_PASSAGE PROVIDED_.
--- --- ---

Re: Allow RegionCoprocessorEnvironment to register custom scanners?

Posted by Andrew Purtell <ap...@apache.org>.
Thanks Lars. You are the first to try this. Please file a jira, this is a bug if you cannot accomplish what you want here.
 
> there should be a RegionScanner interface that includes: public HRegionInfo getRegionName();

I think this is the answer, and a small refactor.

Best regards,


   - Andy

Problems worthy of attack prove their worth by hitting back. - Piet Hein (via Tom White)


>________________________________
>From: lars hofhansl <lh...@yahoo.com>
>To: Andrew Purtell <ap...@apache.org>; "user@hbase.apache.org" <us...@hbase.apache.org>
>Sent: Thursday, August 11, 2011 11:19 PM
>Subject: Re: Allow RegionCoprocessorEnvironment to register custom scanners?
>
>Hmm...
>
>
>Here's what I get when I try to wrap a scanner in my own Scanner implementation:
>
>
>java.io.IOException: InternalScanner implementation is expected to be HRegion.RegionScanner.

--- --- ---

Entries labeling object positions
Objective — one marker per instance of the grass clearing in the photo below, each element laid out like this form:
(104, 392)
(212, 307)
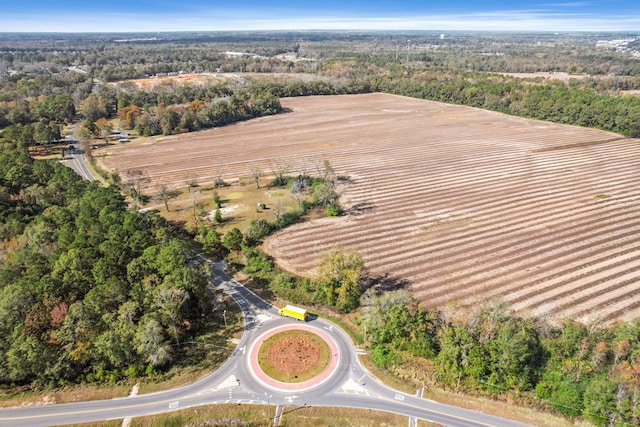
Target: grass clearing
(261, 416)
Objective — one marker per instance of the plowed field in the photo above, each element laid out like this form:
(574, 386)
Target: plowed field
(462, 204)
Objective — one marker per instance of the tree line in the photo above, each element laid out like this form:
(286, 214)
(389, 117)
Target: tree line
(589, 371)
(89, 289)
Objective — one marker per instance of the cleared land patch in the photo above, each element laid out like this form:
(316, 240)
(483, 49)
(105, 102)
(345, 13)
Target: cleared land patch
(463, 204)
(294, 356)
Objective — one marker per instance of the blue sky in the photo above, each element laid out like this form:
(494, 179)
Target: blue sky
(212, 15)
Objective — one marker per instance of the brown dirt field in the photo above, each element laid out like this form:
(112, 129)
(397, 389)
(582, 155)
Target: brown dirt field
(459, 204)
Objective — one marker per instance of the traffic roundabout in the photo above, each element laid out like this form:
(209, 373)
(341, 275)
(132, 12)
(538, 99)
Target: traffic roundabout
(294, 358)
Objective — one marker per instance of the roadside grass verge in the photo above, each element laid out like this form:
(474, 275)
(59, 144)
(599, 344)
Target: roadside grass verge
(289, 338)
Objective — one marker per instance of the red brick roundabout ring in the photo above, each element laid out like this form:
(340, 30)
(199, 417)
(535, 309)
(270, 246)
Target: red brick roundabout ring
(316, 381)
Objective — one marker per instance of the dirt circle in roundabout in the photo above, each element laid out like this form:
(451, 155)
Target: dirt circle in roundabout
(294, 356)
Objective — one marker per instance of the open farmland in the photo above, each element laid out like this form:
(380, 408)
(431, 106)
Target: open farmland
(462, 204)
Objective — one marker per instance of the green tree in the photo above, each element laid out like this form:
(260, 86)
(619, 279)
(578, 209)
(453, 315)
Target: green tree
(337, 280)
(233, 239)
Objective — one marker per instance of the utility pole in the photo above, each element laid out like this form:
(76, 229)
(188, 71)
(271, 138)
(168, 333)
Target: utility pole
(268, 396)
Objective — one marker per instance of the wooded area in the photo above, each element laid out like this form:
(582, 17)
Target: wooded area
(94, 291)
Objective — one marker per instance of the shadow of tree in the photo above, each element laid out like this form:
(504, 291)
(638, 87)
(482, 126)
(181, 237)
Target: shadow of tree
(384, 283)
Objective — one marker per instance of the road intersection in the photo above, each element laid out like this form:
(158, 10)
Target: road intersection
(348, 384)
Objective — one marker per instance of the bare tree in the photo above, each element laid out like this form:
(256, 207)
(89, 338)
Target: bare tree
(317, 164)
(218, 172)
(279, 167)
(191, 182)
(279, 209)
(302, 166)
(255, 173)
(298, 191)
(167, 194)
(136, 179)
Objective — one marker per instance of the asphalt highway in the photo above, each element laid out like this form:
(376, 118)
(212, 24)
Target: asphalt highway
(349, 385)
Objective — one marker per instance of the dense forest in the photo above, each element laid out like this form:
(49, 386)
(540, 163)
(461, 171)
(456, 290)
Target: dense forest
(92, 290)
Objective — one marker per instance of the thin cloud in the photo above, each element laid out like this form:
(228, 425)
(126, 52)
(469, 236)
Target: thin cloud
(229, 20)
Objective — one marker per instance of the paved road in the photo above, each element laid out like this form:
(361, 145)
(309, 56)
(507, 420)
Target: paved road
(75, 157)
(349, 386)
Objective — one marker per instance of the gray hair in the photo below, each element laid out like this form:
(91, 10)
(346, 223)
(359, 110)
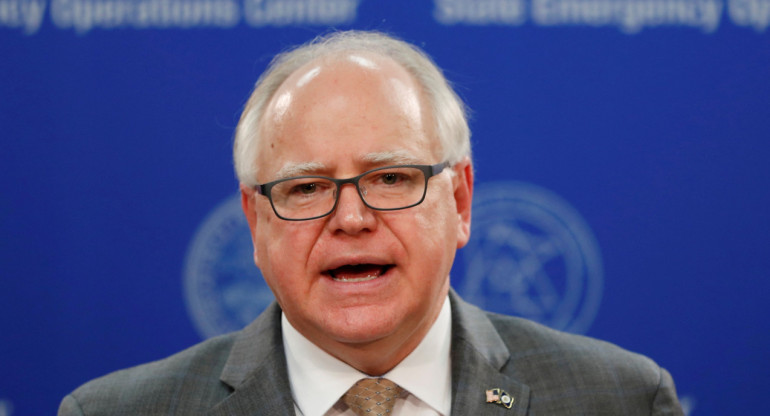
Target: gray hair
(449, 110)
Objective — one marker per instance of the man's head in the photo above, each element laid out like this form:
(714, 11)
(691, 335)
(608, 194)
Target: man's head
(363, 284)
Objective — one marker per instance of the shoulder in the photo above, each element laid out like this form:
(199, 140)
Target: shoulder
(555, 363)
(530, 341)
(186, 380)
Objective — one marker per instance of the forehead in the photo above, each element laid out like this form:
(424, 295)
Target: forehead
(355, 107)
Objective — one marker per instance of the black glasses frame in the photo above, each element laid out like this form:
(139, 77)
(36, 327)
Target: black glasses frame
(428, 170)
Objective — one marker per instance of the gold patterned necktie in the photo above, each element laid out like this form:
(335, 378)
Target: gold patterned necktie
(372, 396)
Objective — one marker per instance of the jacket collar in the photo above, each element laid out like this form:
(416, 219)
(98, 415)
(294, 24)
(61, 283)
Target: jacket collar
(478, 358)
(256, 367)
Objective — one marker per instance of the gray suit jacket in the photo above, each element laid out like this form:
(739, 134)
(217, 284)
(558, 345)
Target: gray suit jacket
(545, 371)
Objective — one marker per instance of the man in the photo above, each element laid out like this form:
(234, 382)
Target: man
(354, 162)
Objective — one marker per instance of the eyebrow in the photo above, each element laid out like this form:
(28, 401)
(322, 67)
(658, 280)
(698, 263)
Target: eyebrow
(398, 157)
(298, 169)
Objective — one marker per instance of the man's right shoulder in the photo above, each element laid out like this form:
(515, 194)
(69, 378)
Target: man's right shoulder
(183, 383)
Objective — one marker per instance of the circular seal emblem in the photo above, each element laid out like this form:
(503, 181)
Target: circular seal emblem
(223, 289)
(531, 254)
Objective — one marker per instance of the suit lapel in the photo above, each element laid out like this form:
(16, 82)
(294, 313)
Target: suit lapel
(478, 356)
(256, 371)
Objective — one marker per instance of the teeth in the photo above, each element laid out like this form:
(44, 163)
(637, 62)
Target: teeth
(356, 279)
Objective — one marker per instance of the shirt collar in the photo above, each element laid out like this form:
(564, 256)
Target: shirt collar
(318, 379)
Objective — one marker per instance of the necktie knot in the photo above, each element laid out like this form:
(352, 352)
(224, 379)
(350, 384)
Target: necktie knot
(372, 396)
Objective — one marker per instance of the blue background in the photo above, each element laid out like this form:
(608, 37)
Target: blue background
(116, 146)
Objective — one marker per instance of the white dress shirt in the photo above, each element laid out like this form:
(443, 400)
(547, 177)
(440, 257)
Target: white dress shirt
(318, 380)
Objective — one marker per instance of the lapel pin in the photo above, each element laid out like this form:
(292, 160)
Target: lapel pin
(500, 397)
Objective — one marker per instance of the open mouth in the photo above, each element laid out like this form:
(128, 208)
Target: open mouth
(352, 273)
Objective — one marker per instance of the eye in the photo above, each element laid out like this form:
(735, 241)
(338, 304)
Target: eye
(390, 178)
(306, 188)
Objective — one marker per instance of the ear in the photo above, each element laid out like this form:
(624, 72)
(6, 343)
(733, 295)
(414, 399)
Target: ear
(248, 204)
(463, 193)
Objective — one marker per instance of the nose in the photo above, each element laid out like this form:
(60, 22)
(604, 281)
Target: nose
(351, 216)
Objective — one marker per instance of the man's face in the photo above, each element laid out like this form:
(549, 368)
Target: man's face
(357, 277)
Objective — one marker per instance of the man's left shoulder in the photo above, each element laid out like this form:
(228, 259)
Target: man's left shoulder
(538, 345)
(601, 374)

--- --- ---

_PROBLEM DESCRIPTION_.
Transcribe the HBase scanner thread from "Thanks Lars. You" to "(via Tom White)". Work from the HBase scanner thread alone.

_ANSWER TO THE EXERCISE_.
Thanks Lars. You are the first to try this. Please file a jira, this is a bug if you cannot accomplish what you want here.
 
> there should be a RegionScanner interface that includes: public HRegionInfo getRegionName();

I think this is the answer, and a small refactor.

Best regards,


   - Andy

Problems worthy of attack prove their worth by hitting back. - Piet Hein (via Tom White)